> STATED EXERCISE
All of the data that follows should be retyped exactly, please, except the pictures.

> PROVIDED RECORDS

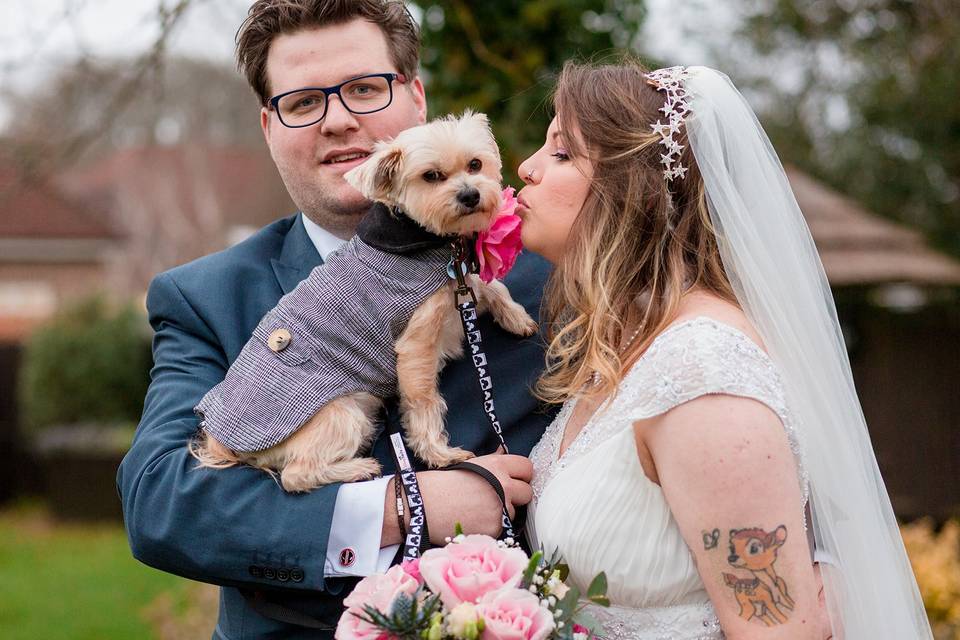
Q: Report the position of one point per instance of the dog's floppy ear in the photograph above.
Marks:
(376, 177)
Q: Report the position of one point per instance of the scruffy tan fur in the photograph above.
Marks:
(398, 174)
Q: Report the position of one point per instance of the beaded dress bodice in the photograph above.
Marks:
(597, 507)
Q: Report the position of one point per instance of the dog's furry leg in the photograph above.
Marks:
(212, 454)
(323, 450)
(506, 312)
(432, 336)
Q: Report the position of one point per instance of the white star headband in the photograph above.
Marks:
(676, 106)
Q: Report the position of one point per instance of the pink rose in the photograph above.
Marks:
(514, 614)
(351, 627)
(499, 246)
(381, 589)
(378, 591)
(412, 569)
(465, 571)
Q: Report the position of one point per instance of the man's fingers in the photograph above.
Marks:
(518, 467)
(519, 492)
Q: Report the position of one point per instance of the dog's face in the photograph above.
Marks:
(444, 174)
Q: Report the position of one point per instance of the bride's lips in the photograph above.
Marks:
(522, 207)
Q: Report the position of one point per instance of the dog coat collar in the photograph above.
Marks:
(393, 231)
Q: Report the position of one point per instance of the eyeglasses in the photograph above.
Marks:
(361, 95)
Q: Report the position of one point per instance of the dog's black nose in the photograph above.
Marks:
(469, 197)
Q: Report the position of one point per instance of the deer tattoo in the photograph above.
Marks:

> SOLUTION FOR THIS EXERCISE
Q: Report the position of one point per instance of the dog's floppy ear in the photograph above.
Marks:
(376, 177)
Q: Report the position of one point per instance of the scruffy tan fur in the photograph above.
Marks:
(398, 174)
Q: Report the position of one point per instance of the beaded dress bodice in the photograph above.
Marks:
(597, 507)
Q: Report the position of one point per instance of the dog's furry leg in the photograph above.
Marks:
(212, 454)
(323, 450)
(506, 312)
(432, 336)
Q: Report the position of one point per instance of the white star headband in the photograph above.
Marks:
(676, 106)
Q: Report the position of one point per instance of the pink rose in the photograph above.
Marks:
(514, 614)
(351, 627)
(499, 246)
(381, 589)
(378, 591)
(412, 569)
(465, 571)
Q: Report the position of one point per instance of the man's fingers in the photograph above.
Marks:
(518, 467)
(519, 492)
Q: Report the position of one point per instance of the dog's face in the photograph above.
Marks:
(444, 174)
Q: Report the position of one point per instance of the bride's lips in the photograph above.
Marks:
(522, 207)
Q: Report the position of one point per instance of the dog coat collar in the photograph above.
Marks:
(393, 231)
Q: Report the position of one point per instance of the eyeglasses in the photograph above.
Marks:
(361, 95)
Q: Report the position of one point per instance of the dog's black nose in the photograph above.
Marks:
(469, 197)
Q: Report the position of one point per instance of the deer tattoo in the photograph above.
Marks:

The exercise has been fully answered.